DOCUMENT EXTRACT:
----

Remark 1. If $\rho : G \longrightarrow \text{GL}(V)$ is a representation of $G,$ then $V$ is a $\mathbb{C}[G]$-module. Conversely, if $V$ is a $\mathbb{C}[G]$-module, then $\rho : G \longrightarrow \text{GL}(G)$ defined by $\rho(g)(v)=gv$ is a representation of $G.$

Proof. Let $g \in G$ and $v \in V.$ We define

$gv = \rho(g)(v). \ \ \ \ \ \ \ \ \ \ (*)$

The above definition is extended to every element  $x = \sum_{g \in G} x_g g \in \mathbb{C}[G]$ and $v \in V$ by

$xv = \sum_{g \in G} x_g \rho(g)(v).$

Proving that $(*)$ defines a $\mathbb{C}[G]$-module structure (also called a $G$-module) over $V$ is easy: we only need to show that for any $g, g_1, g_2 \in G$ and $v_1,v_2 \in V$ we have

$g(v_1+v_2) = gv_1+gv_2$ and $(g_1g_2)v = g_1(g_2v).$

Both of the above are trivially true: the first one holds because $\rho(g) \in \text{GL}(V)$ and thus $\rho(g)$ is linear. The second one holds because $\rho$ is a group homomorphism and thus

$(g_1g_2)v = \rho(g_1g_2)v=\rho(g_1) \rho(g_2)v = \rho(g_1)(g_2v)=g_1(g_2v).$

For the converse, we need to show that $\rho(g) \in \text{GL}(V)$ for all $g \in G$ and that $\rho$ is a group homomorphism. It is clear that $\rho(g)$ is linear. Also, if $\rho(g)(v)=0,$ then $gv=0$ and hence $v=g^{-1}(gv)=0.$ So $\rho(g) \in \text{GL}(V).$ Finally, $\rho$ is a group homomorphism because if $g_1,g_2 \in G$ and $v \in V,$ then

$\rho(g_1g_2)(v)=(g_1g_2)v = g_1(g_2v)=g_1 \rho_2(g)(v)=\rho(g_1) \rho(g_2)(v). \ \Box$

Definition. A representation $\rho : G \longrightarrow \text{GL}(V)$ is called irreducible if $V,$ with the structure defined in Remark 1, is a simple $\mathbb{C}[G]$-module. If $\rho$ is not irreducible, it is called reducible.

Remark 2. Every degree one representation of $G$ is irreducible.

Proof. Let $\rho : G \longrightarrow \text{GL}(V),$ where $V \cong \mathbb{C},$ be a degree one representation of $G.$ Then, since a $\mathbb{C}[G]$-submodule of $V$ is obviously a $\mathbb{C}$-submodule of $V$ and $\dim_{\mathbb{C}} V = 1,$ $V$ has no non-trivial $\mathbb{C}$-submodule. So $V$ is a simple $\mathbb{C}[G]$-module and hence $\rho$ is irreducible. $\Box$

----

ENTRIES SUPPLIED:
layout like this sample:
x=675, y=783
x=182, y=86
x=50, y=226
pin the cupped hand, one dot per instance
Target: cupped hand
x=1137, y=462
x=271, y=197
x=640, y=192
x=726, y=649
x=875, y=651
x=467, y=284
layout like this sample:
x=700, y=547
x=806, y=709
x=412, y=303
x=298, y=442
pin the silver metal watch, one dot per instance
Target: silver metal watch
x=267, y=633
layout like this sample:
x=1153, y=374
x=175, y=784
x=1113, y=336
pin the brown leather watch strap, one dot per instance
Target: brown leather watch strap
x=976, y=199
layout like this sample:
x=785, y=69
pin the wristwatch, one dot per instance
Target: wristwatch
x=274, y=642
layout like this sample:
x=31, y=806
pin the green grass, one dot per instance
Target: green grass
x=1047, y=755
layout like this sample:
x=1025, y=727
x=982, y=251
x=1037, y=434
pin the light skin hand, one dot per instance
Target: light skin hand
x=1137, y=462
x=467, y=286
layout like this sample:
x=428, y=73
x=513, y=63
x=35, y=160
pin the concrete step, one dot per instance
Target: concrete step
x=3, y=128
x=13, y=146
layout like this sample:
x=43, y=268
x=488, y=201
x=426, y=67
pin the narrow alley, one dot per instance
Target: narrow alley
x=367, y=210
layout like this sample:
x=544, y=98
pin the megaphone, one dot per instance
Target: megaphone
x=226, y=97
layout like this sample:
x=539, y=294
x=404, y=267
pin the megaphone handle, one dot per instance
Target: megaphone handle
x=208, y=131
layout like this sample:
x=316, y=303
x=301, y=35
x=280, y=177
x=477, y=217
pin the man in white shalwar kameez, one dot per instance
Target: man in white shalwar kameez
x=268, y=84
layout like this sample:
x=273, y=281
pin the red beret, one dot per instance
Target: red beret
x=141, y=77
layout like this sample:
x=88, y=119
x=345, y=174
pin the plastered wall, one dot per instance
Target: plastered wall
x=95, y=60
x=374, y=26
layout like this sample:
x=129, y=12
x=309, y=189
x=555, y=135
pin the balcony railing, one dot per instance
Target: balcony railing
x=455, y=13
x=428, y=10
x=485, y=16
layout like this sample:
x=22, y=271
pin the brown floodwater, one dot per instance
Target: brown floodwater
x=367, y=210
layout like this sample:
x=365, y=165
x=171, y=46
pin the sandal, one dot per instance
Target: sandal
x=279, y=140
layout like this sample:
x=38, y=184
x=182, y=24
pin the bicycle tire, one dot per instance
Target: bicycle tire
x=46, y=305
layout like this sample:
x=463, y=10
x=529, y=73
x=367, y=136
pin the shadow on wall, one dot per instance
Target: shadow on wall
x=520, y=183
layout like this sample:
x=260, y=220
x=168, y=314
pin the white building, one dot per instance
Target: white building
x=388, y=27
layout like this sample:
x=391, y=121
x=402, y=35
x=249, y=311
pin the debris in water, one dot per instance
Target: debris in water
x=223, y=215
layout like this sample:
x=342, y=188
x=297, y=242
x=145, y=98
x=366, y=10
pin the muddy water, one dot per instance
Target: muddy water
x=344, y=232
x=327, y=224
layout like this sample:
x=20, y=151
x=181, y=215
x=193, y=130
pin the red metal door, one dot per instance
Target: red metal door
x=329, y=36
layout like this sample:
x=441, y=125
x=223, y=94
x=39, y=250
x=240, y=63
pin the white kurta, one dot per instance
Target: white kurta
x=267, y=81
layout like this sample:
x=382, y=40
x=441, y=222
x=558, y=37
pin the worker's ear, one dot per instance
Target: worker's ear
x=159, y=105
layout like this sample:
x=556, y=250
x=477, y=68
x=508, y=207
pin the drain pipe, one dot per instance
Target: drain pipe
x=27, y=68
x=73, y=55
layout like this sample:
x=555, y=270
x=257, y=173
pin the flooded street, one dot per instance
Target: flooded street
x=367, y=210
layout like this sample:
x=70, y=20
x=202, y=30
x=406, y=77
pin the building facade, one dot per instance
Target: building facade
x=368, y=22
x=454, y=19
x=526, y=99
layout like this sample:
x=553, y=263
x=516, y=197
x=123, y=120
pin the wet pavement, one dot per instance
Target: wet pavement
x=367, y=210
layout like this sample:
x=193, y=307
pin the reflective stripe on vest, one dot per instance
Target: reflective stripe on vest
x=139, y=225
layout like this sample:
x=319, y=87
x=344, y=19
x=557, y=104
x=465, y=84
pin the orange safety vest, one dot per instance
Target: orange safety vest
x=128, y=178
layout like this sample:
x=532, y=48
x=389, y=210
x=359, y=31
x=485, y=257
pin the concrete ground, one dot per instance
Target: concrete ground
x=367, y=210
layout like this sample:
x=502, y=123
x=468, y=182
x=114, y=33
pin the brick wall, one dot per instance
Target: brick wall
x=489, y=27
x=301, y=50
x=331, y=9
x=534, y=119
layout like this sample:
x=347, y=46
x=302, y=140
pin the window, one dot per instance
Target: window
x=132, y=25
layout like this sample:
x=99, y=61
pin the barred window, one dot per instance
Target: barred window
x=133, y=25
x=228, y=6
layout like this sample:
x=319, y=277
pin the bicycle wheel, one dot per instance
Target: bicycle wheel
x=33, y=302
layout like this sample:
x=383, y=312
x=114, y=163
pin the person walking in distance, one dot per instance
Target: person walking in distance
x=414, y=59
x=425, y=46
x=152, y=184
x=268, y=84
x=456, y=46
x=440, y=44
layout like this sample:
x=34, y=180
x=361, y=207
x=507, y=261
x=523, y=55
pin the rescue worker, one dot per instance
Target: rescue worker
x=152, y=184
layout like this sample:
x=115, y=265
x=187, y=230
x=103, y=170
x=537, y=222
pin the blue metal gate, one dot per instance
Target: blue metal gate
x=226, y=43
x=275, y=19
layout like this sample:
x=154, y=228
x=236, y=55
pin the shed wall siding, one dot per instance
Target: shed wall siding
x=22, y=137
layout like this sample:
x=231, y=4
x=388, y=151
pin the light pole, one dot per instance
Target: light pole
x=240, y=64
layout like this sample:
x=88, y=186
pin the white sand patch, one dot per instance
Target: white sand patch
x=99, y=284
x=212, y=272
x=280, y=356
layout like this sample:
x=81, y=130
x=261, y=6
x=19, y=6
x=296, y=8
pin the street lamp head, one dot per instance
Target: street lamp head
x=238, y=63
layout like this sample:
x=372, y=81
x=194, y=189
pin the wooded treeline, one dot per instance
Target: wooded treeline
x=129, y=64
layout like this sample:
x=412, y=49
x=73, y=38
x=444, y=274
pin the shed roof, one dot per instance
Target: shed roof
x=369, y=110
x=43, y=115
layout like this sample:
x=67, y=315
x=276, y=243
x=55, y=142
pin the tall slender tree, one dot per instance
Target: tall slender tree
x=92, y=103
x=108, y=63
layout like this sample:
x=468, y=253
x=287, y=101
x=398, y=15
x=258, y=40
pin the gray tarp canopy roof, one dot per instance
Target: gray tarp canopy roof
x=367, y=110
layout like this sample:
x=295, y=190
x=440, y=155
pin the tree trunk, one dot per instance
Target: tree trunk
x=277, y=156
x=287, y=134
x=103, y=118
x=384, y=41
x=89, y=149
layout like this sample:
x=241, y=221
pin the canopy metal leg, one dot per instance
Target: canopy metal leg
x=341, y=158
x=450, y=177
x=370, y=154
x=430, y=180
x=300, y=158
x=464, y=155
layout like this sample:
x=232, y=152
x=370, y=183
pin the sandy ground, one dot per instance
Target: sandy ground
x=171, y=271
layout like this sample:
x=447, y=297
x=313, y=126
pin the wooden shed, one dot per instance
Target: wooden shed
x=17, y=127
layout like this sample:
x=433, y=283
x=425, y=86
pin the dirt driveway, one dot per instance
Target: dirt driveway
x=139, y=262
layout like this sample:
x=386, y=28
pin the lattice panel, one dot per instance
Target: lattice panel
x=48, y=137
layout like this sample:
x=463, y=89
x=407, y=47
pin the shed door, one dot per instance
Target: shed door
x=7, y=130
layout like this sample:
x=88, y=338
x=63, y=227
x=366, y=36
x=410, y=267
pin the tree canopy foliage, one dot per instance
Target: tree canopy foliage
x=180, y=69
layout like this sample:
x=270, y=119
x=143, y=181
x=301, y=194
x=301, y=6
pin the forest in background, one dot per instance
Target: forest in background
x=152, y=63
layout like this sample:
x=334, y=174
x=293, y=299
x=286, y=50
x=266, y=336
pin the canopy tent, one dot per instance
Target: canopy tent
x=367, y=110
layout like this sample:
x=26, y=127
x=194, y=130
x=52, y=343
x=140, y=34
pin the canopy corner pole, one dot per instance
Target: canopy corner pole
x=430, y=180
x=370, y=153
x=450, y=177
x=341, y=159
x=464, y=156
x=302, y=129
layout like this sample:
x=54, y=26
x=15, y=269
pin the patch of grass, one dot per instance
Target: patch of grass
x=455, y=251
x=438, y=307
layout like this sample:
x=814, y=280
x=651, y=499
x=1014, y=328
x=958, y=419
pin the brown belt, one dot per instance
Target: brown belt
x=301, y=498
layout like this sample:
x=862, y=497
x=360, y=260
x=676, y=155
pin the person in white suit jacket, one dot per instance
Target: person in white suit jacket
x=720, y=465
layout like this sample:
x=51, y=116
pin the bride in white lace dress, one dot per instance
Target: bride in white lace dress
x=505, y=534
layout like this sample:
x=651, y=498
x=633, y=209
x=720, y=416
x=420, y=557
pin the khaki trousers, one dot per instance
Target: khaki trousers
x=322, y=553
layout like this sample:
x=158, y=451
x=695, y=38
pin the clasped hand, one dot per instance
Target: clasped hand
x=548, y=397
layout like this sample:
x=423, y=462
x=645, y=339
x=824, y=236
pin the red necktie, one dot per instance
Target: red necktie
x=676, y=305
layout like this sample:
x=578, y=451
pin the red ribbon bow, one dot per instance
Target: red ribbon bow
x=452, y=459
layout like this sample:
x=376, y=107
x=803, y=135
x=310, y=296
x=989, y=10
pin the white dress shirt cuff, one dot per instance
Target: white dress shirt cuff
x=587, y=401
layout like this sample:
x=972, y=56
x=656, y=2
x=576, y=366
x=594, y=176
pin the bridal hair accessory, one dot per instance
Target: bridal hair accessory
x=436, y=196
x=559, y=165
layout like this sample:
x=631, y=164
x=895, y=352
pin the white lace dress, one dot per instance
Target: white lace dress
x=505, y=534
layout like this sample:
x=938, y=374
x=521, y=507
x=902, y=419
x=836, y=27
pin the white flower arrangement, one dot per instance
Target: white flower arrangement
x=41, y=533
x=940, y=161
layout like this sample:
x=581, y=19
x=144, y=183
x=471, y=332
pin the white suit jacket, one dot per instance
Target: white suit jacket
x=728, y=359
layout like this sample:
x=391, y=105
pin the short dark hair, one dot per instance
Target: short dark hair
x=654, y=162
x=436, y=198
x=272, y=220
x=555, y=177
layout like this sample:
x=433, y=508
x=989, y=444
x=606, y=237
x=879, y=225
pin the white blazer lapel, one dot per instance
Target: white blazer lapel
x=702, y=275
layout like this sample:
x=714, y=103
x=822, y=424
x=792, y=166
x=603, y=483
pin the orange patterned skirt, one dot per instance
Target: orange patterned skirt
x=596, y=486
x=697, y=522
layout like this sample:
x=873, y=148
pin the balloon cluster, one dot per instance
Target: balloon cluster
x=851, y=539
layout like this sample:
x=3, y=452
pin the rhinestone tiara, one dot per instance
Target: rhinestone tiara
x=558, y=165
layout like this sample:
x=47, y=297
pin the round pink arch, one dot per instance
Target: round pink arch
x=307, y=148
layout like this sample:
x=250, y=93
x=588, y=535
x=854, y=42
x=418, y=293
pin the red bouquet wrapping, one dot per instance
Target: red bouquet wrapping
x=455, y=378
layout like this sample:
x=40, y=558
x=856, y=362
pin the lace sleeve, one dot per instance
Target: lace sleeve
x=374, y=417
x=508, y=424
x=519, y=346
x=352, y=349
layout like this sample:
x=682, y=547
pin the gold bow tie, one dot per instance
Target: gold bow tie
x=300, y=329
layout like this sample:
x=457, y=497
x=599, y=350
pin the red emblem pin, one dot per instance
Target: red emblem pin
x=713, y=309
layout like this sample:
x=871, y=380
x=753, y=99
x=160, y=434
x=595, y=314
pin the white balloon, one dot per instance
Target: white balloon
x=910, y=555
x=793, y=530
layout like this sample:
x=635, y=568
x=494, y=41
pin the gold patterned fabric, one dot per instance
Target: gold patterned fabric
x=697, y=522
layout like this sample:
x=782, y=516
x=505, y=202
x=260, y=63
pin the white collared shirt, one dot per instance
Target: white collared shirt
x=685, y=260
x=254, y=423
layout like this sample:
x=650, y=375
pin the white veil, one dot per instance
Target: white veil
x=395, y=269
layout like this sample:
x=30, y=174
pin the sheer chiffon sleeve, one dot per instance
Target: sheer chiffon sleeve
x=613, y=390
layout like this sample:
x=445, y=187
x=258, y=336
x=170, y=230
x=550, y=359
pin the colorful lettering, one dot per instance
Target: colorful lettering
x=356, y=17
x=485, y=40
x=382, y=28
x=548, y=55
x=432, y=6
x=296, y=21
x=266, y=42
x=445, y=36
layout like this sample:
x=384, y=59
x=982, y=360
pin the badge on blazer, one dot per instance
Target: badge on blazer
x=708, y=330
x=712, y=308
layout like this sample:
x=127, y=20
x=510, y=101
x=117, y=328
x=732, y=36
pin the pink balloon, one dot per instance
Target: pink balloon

----

TASKS TO COMPLETE:
1) From the text on group representations, retype the stretch from "Definition. A representation" through "of $G$ is irreducible.".
2) Answer these questions using the text on group representations:
(a) According to the proof of Remark 1, why does g(v1 + v2) = gv1 + gv2 hold?
(b) What is a representation called if it is not irreducible?
(c) In the proof of Remark 2, what is V isomorphic to?
3) In one to three sentences, explain why the text on group representations says every degree one representation of G is irreducible.

WORKED ANSWERS:
1)
Definition. A representation $\rho : G \longrightarrow \text{GL}(V)$ is called irreducible if $V,$ with the structure defined in Remark 1, is a simple $\mathbb{C}[G]$-module. If $\rho$ is not irreducible, it is called reducible.

Remark 2. Every degree one representation of $G$ is irreducible.

2)
(a) Because ρ(g) is in GL(V), so ρ(g) is linear.
(b) Reducible.
(c) ℂ, the complex numbers.

3) Any ℂ[G]-submodule of V is also a ℂ-submodule, and since V has dimension 1 over ℂ, it has no non-trivial ℂ-submodule. So V is a simple ℂ[G]-module, which makes ρ irreducible.